We are raising our ds as vegetarian and he is three also. I am a vegan and my husband is a vegetarian. For us, in situations like this we talk about how the meat is a dead animal, and how it is not nice to kill animals for us to eat. He will always tell people he is vegetarian and will always check before eating anything with me that its ok to eat. He seems satisfyed with this response as for his whole life we have been teaching love and respect for all creatures, and we have animals here too. I don’t know if its different for a boy, especially living in the countryside, as he is exposed to dead animals and knows what death is (we have a lot of poor birds flying into windows here :( )
My boys are quite happy to know they are eating a pig, a chicken etc and don’t seem bothered at all about things dying. I am vegi and I explain to them why, but have always allowed them the choice- they love meat so I provide the best I can (free-range/British/organic or whatever I can afford) and explain why I choose that.
I’ve always wondered how you would explain us-killing-animals-for-food-is-bad-but-animals-killing-other-animals-for-food-is-natural thing… Sorry, taking this slightly off topic! :D
Yes exactly - we have been watching frozen planet with the girls which is brilliant but they have got really upset over some of those scenes where an animal is being chased to be killed, but they haven’t known which side to take, they want the animal to get away when they are watching the chase, but seeing the hungry polar bear go back to it’s cubs without anything to eat, also makes them sad.
Thanks for all your replies, lots of food for thought (scuse the pun I think a lot of people have mentioned the fact that the issue is probably around the dilemma of when a child is capable of making decisions around food. As I said earlier i expected a different response from my daughter regarding meat and I am struggling with this. I have considered that maybe she will want to try meat and end up being a carnivore and I truly believe that she has a right to that despite what I think and feel. To eat meat or not is such a personal thing and I do not think there is right or wrong as people are on different journeys in their lives. BUT my role as guide, teacher etc is to help her with the difficult decisions in life but at 2 1/2 how do you do that? There are lots of families who deny certain foods to their children eg sweets, processed food etc is this going to make them sugar junkies or fast food addicts because they haven’t been allowed to try it? I want to deal with this sensitively without villifying anyone and I do think the main problem for me here is what information to give. As far as us killing animals and other animals killing other animals and explaining this, I have always seen it as a survival issue. We simply don’t need to do it to survive (in our house anyway). We may have in the past and we may need to again in the future if the world as we know it changes.

→ Raw data:
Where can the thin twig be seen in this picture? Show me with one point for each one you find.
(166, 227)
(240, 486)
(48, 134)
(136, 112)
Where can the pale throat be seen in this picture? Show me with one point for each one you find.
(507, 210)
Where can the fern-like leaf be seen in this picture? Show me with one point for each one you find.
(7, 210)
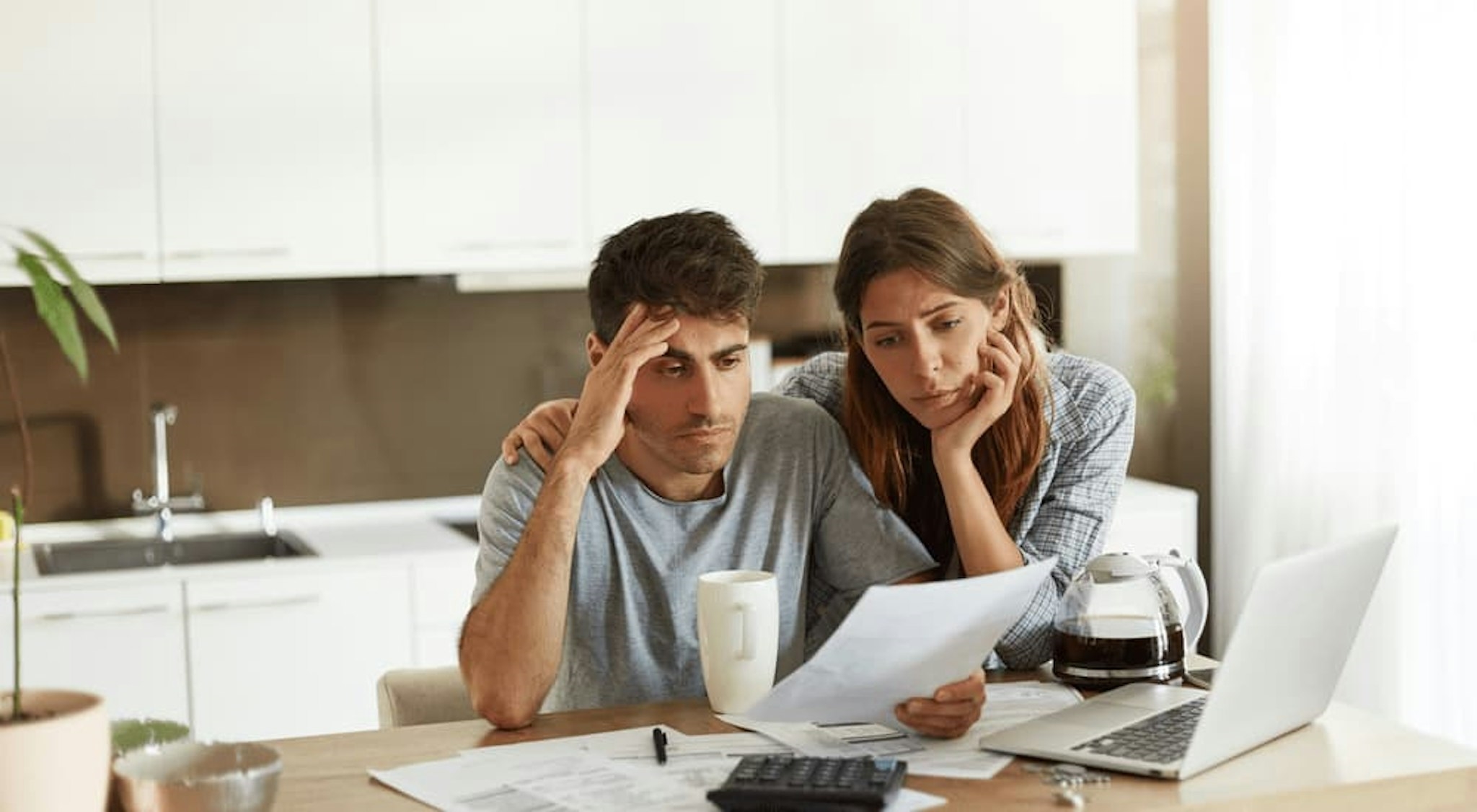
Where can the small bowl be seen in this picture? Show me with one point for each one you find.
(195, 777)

==

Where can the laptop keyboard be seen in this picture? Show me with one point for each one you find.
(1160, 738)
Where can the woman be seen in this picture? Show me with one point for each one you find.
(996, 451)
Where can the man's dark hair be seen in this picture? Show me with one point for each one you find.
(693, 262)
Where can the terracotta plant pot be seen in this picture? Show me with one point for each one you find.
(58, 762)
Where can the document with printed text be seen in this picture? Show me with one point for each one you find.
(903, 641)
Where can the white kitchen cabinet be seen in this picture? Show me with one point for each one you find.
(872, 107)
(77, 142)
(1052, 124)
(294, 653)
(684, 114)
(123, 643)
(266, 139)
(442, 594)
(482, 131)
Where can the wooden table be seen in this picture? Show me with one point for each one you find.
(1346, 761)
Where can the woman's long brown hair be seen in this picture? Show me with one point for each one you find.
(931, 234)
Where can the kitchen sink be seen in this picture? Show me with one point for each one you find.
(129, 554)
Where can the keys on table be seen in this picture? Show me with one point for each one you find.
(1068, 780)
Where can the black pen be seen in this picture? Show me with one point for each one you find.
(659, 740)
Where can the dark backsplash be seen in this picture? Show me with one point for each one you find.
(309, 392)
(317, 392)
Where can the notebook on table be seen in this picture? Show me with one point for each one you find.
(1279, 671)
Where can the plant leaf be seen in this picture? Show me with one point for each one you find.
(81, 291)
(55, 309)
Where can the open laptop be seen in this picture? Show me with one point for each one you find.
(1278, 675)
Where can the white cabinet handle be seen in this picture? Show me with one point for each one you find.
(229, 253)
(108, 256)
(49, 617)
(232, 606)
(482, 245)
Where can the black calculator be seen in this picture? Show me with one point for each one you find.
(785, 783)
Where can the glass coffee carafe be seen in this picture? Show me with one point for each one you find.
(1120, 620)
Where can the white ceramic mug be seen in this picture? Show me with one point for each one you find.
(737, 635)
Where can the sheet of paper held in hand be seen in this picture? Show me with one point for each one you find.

→ Actions to take:
1 > In the discussion about children and meat, what program have the girls been watching that upset them during the chase scenes?
2 > Copy out the discussion about children and meat, starting at "We are raising" and ending at "windows here :( )".
3 > Write the next part of the discussion about children and meat, picking up after its final sentence.

→ Task answers:
1 > Frozen Planet.

2 >
We are raising our ds as vegetarian and he is three also. I am a vegan and my husband is a vegetarian. For us, in situations like this we talk about how the meat is a dead animal, and how it is not nice to kill animals for us to eat. He will always tell people he is vegetarian and will always check before eating anything with me that its ok to eat. He seems satisfyed with this response as for his whole life we have been teaching love and respect for all creatures, and we have animals here too. I don’t know if its different for a boy, especially living in the countryside, as he is exposed to dead animals and knows what death is (we have a lot of poor birds flying into windows here :( )

3 >
That’s how I see it too - we don’t need to eat animals, therefore we have the luxury of choice - wild animals don’t get a choice and don’t think the way we do, so that’s very different - they aren’t a civilized society, they are wild.
Anyway, just wanted to add my thoughts as my dd1 did this too - she was intrigued by meat, especially as she was at nursery where others ate it. I used to explain where it came from and get a mixed response from her. I think when she was about 4, I said that if she wanted to try it that was fine, as long as it was good quality and that she understood where it came from - I explained that I don’t eat meat because I don’t want to eat animals but that if she chose to do so, that was up to her. She ate sausages (hmm, great quality?!) for a couple of months, just to be like her friends, I think, and then ate turkey occasionally for the next couple of years. She said she wanted to eat meat, then modified it to white meat only, now she doesn’t eat either - although is sometimes keen because she’s very keen to copy her friends.
I think in the long run, most children do take on their parents values (or totally rebel against them!) to some extent. My parents raised three of us veggie, my sister and I still are, my brother started eating steak at the age of 18 and still eats meat now, but most of his meals are veggie and he’s a great cook with a real awareness of healthy food and how to cook it, which he attributes to the consciousness about food that we grew up with.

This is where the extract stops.